== Segment start ==
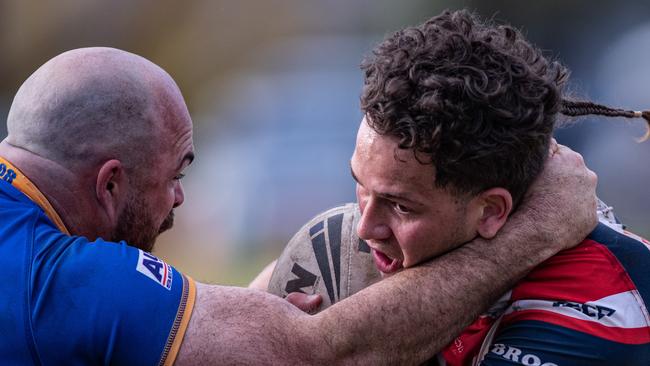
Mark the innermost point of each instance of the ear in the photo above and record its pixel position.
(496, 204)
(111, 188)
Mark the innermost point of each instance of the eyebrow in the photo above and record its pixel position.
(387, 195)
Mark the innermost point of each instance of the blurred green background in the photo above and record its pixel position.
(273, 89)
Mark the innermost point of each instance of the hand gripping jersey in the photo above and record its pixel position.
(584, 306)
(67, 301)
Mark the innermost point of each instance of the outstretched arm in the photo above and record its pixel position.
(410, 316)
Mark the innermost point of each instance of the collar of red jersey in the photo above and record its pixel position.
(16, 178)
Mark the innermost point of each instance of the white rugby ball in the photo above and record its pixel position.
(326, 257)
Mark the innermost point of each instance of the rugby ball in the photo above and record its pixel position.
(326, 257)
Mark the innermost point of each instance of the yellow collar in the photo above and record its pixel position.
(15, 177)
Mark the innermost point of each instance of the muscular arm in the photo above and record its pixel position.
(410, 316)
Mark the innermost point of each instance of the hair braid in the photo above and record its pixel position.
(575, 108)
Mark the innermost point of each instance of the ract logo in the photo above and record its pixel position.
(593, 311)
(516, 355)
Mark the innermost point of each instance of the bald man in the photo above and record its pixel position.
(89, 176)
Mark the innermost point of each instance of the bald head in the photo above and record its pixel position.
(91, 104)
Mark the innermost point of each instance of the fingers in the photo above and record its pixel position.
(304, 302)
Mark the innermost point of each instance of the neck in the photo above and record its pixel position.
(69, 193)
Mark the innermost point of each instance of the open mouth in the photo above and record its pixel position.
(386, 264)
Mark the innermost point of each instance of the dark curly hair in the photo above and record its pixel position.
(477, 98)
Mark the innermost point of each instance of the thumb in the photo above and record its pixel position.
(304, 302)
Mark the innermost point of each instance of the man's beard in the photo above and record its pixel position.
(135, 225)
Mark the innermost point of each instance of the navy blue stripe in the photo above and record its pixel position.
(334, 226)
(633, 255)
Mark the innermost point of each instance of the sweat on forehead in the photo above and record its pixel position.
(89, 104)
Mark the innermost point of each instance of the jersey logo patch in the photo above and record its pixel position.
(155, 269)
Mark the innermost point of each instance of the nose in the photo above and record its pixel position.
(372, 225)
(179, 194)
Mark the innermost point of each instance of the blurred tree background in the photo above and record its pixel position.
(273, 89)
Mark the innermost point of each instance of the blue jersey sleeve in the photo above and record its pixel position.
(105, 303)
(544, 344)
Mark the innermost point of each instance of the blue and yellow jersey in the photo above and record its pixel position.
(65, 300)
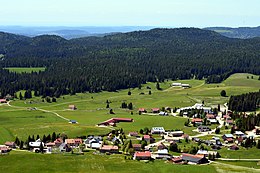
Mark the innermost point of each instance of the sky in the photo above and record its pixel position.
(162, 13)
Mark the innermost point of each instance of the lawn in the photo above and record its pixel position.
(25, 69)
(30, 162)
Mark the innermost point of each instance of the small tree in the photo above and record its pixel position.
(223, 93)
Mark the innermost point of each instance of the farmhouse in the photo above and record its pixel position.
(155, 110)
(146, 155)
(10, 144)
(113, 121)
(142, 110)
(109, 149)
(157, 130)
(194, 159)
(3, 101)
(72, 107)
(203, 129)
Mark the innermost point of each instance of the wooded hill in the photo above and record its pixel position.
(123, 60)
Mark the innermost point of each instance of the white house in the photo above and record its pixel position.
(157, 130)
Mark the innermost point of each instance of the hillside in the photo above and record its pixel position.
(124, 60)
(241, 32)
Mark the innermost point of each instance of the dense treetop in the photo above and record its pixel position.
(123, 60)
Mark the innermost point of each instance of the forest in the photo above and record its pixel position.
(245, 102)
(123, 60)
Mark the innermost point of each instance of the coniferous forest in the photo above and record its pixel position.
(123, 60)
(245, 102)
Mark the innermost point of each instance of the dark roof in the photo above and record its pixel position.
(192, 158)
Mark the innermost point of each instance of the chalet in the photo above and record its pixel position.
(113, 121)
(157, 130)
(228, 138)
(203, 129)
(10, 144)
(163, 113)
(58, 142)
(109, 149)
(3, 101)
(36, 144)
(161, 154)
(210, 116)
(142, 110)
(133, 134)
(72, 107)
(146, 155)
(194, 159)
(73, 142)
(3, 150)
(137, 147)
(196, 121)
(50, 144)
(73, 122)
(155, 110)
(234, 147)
== Segment end ==
◆ **What this task involves**: The answer is the line with "Mark the innermost point of each instance of the chalet" plus every line after it, printed exactly as they appear above.

◆ **Response to this task**:
Mark the innermost point of each instance of the chalet in the photo above and record its pixel position.
(113, 121)
(157, 130)
(228, 138)
(203, 129)
(10, 144)
(163, 113)
(58, 142)
(109, 149)
(3, 101)
(36, 144)
(161, 154)
(210, 116)
(142, 110)
(133, 134)
(72, 107)
(146, 155)
(194, 159)
(73, 142)
(3, 150)
(137, 147)
(196, 121)
(50, 144)
(73, 122)
(155, 110)
(234, 147)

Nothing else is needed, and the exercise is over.